**INSTRUCTIONS FOR THE TASK**: Write out, unchanged, the lines from the one holding "people and record integer pixel coordinates." to the close of the listing. Both the first and last lines belong in it.

── RECORDS FOR THIS TASK

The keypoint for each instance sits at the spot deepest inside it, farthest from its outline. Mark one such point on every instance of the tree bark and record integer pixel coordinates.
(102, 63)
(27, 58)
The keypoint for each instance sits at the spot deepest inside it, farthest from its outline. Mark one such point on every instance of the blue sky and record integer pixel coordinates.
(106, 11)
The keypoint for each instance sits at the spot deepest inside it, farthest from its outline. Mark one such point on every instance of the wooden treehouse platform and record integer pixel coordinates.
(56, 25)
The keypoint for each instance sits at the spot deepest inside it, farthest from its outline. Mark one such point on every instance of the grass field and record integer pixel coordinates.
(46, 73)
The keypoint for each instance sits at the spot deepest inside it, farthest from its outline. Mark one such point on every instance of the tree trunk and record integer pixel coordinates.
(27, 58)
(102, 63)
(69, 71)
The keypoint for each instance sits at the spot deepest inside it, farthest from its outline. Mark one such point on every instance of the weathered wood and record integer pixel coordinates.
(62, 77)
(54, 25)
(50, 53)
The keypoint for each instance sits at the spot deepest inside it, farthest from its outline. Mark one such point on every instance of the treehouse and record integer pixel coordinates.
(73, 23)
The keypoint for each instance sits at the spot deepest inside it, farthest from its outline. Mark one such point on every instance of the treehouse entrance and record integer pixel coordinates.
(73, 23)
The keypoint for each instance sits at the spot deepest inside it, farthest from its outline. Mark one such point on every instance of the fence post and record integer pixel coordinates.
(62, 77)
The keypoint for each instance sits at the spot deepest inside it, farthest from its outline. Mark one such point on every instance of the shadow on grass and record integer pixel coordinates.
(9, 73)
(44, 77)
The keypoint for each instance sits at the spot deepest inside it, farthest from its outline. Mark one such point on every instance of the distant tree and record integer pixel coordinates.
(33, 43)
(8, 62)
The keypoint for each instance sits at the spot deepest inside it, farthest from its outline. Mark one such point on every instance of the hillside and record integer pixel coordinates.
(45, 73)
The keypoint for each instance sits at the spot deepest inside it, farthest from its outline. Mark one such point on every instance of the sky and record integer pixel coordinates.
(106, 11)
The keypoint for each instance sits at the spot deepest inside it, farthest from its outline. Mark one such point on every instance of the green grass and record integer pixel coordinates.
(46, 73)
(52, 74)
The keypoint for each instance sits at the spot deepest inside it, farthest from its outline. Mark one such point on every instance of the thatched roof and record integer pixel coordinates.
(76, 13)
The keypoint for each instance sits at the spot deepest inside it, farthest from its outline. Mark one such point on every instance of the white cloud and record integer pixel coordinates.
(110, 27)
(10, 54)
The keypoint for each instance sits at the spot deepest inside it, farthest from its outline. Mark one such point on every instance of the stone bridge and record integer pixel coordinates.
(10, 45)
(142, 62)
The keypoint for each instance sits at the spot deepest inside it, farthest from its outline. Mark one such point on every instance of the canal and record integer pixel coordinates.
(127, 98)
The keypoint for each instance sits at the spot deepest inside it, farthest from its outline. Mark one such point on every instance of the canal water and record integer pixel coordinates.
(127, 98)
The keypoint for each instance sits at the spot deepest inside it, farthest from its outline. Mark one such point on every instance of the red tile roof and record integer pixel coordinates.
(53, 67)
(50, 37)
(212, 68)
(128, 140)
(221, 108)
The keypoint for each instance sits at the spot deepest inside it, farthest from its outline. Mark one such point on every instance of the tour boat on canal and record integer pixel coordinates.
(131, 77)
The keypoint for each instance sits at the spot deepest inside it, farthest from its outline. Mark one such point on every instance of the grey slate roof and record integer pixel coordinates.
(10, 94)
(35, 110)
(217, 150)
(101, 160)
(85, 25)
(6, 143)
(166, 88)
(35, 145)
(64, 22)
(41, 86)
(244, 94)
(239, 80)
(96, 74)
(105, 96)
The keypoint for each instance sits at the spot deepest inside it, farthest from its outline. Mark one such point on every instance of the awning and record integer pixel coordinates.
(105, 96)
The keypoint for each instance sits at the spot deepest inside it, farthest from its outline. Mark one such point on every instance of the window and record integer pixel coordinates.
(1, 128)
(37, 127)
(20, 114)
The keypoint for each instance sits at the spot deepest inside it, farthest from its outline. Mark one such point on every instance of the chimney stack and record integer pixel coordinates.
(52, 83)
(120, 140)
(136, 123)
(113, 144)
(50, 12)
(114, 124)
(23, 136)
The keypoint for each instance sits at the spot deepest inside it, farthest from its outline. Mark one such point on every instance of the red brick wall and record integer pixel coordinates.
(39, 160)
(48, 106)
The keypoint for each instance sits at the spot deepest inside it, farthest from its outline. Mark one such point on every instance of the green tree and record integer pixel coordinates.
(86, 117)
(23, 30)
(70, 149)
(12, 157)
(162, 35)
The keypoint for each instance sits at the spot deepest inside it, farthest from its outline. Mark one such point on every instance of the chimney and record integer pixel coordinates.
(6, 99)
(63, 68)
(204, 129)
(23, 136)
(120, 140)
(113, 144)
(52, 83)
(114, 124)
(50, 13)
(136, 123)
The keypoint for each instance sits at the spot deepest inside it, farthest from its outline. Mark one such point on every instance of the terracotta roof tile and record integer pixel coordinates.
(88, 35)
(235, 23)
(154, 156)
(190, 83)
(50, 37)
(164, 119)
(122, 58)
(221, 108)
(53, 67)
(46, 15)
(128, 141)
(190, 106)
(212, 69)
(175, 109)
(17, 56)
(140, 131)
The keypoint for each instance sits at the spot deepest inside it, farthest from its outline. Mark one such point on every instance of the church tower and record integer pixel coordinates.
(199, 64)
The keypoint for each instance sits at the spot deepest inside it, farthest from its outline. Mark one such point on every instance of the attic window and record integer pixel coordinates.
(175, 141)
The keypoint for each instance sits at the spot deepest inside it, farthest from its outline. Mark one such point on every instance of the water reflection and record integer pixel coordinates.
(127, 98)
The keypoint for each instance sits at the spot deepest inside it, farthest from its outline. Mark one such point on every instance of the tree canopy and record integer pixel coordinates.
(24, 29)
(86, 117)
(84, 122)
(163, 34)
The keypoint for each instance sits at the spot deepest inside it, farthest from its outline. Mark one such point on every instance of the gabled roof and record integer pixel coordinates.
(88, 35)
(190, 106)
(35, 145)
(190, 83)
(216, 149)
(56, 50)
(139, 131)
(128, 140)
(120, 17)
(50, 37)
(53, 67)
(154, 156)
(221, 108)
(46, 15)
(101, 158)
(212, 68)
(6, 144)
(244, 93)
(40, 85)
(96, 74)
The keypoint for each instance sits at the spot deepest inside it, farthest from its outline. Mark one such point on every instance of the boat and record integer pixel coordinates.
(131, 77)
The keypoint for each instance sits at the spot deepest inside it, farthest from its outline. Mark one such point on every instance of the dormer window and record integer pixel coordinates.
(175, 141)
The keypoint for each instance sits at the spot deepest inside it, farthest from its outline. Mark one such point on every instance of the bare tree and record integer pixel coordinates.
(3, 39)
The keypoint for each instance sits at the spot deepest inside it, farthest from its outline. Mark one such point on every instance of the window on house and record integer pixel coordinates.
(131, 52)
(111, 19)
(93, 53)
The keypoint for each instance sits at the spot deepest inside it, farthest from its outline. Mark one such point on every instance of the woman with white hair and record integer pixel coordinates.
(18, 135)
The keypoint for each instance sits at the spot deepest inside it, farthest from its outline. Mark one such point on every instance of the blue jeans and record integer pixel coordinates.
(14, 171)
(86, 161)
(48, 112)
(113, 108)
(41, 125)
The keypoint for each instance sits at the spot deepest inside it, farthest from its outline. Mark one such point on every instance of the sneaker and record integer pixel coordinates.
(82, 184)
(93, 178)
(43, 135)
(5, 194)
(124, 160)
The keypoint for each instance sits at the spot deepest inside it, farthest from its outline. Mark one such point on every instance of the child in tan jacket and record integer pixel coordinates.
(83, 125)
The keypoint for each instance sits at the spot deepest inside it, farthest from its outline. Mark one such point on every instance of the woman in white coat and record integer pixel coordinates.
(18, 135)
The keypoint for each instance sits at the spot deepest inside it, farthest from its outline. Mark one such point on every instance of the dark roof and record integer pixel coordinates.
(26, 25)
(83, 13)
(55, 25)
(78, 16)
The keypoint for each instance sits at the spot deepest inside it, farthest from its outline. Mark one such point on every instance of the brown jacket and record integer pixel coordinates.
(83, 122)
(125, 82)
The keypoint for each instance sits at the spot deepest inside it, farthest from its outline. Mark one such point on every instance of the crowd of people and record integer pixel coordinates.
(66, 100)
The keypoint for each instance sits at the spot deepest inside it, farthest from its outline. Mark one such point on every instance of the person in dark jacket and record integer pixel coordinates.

────

**OUTPUT BELOW**:
The keypoint for each instance sits at the spot deepest inside it, farthest from its outline. Mark one such point on every instance of the crowd of people and record integer pixel coordinates.
(66, 100)
The keypoint for each instance sits at the spot deepest inside it, farthest from its outline. Mark one such point on every instance of the person in dark jacket and record integer pixel coordinates.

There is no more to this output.